**Text:**
• • •

Notice: Transcripts are machine and human generated and lightly edited for accuracy. They may contain errors.

Amna Nawaz: In a year of isolation and pain, book sales are up, as adults and children have turned to reading for distraction, understanding and sheer pleasure.

In our continuing look this week at the best of 2020, Jeffrey Brown turns to two booksellers who curate their selections with this year like no other in mind.

It’s all part of our ongoing art and culture series, CANVAS.

Jeffrey Brown: And for our look at the year in books, we turn to two bookstore owners.

Janet Webster Jones of Source Booksellers in Detroit, we featured her recently in a look at the plight of independent booksellers. And Ann Patchett is co-owner of Parnassus Books in Nashville and, of course, one of our leading writers. Her recent novel is “The Dutch House.”

It’s nice to see both of you. It’s really nice to see both of you in your T-shirts.

Janet, let me just start with you before we get to our list. Give us a little update. How is the holiday season going?

Janet Webster Jones: Well, the holiday season is an absolute joy.

We have been so busy, especially since the last time we talked, that we can hardly answer the phone. We have had a very busy, busy season. We have been frantically doing our fulfillment orders, as well as greeting people by twos and threes as they come to the store.

Jeffrey Brown: And, Ann Patchett, what’s it been like for you in this strange year?

Ann Patchett: It’s a very similar story here.

We have been overwhelmed by how incredibly kind and supportive our customers have been, not just in Nashville, but really all across the country. People have stepped up to help us out, ordering books online, ordering curbside.

We have been running books out to people’s car. And now we’re letting a few people into the store at a time. We take everybody’s temperature. Everybody wears masks, hand sanitizer. And people have been really kind and compliant and supportive. It’s been a very heartwarming Christmastime.

Jeffrey Brown: All right, so let’s look at some of the most important or favorite books of the year.

And you both nicely packaged our first round in a package of three.

Janet, why don’t you start. All of your books, you told me, have the word rise in it. Tell us about them.

Janet Webster Jones: The three books that we have that have the word rise are first a biography. It’s called “The Dead Are Arising” by Les Payne, who was a very well-known journalist, and his daughter, Tamara Payne.

The book was worked on over a 30-year period, and it’s about the life and times of Malcolm X. So, this new biography on him for — that was worked on for 30 years, I think, is very important, “The Dead Are Rising.”

The next one is a political commentary by Reverend Al Sharpton called “Rise Up.” And this book is a book of choice-making, he says, that readers are led to understand that we are at a crossroads in our political development, sort of like our social development, our emotional development.

Well, we’re in — as a country, in a political development where we must choose to live out the meaning of the title, “Rise Up.”

And the third one is a cookbook, and it’s a historical and contemporary history. It’s called “The Rise” by chef Marcus Samuelsson, who I know has been on your show, Jeffrey. And he was so good. I love hearing him.

The book is beautiful and insightful, and is one that we highly recommend for people.

• • •

Records from a data source
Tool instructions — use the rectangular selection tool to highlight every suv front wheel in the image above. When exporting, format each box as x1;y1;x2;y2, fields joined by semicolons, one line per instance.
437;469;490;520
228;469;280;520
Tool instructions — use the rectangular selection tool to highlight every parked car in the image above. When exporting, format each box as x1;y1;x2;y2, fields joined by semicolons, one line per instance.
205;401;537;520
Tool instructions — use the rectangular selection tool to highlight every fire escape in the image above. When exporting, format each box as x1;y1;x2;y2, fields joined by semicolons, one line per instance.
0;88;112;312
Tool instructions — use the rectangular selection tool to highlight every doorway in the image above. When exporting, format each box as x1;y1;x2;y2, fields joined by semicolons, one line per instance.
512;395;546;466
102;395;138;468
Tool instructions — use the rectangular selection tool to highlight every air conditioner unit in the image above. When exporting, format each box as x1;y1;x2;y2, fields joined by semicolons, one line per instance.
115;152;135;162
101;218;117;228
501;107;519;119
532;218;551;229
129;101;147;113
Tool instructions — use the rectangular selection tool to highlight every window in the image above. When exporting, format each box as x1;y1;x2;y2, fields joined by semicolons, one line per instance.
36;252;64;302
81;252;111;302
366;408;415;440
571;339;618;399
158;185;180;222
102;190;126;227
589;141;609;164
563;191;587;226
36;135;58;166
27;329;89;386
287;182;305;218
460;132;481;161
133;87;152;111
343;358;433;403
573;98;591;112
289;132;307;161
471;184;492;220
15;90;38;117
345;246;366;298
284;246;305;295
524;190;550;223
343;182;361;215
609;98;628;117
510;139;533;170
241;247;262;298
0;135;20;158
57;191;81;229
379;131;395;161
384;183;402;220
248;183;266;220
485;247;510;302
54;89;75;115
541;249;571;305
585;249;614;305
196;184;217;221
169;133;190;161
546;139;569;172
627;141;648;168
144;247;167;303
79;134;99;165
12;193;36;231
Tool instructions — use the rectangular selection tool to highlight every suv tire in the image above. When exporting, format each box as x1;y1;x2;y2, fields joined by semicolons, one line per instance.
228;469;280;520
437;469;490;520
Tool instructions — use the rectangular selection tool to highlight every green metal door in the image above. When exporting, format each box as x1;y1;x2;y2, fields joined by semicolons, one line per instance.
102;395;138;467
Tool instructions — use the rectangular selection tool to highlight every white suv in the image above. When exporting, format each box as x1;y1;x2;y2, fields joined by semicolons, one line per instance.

• • •

**Goal:**
Continue the interview with the two booksellers about the year's best books, starting right after its last line.

**Task result:**
So, those are my three books of rise — that have rise in the title, which seems to be the message, that we have to rise up and change the way we live and think.

Jeffrey Brown: All right.

So, Ann, Janet went with nonfiction. I think your first three are all novels. So, what do you have?

Ann Patchett: Yes, I’m always for fiction.

“Deacon King Kong” by Jim McBride. Jim McBride is very much in the news recently because he’s had a television show about his last novel, “The Good Lord Bird,” which won the National Book Award, was terrific.

This is a book that is set in Brooklyn in 1969. A character named Sportcoat, who is a bad alcoholic, shoots a drug dealer in the projects where he lives and has no memory of it. Sportcoat has both the worst luck and the best luck of any character I have about ever seen in literature. And this story follows what happens when everyone’s trying to catch up with him.

The next book, one of my very, very favorite books of the year, “Transcendent Kingdom” by Yaa Gyasi. And it is the story of the wonderfully named character Gifty, who is a sixth-year doctoral student at Stanford in neuroscience. And she’s studying the science of addiction and depression.

And it is about the intersection of evangelical faith and science in how she’s trying to solve the problems of her own life.

And my very, very favorite book of the year by my very favorite writer, Louise Erdrich’s “The Night Watchman” set in 1959. This is the story that’s loosely based on Louise’s own grandfather and how he tries to save the Ojibwe Nation by making sure that a termination contract on Native American treaties doesn’t go through the U.S. government.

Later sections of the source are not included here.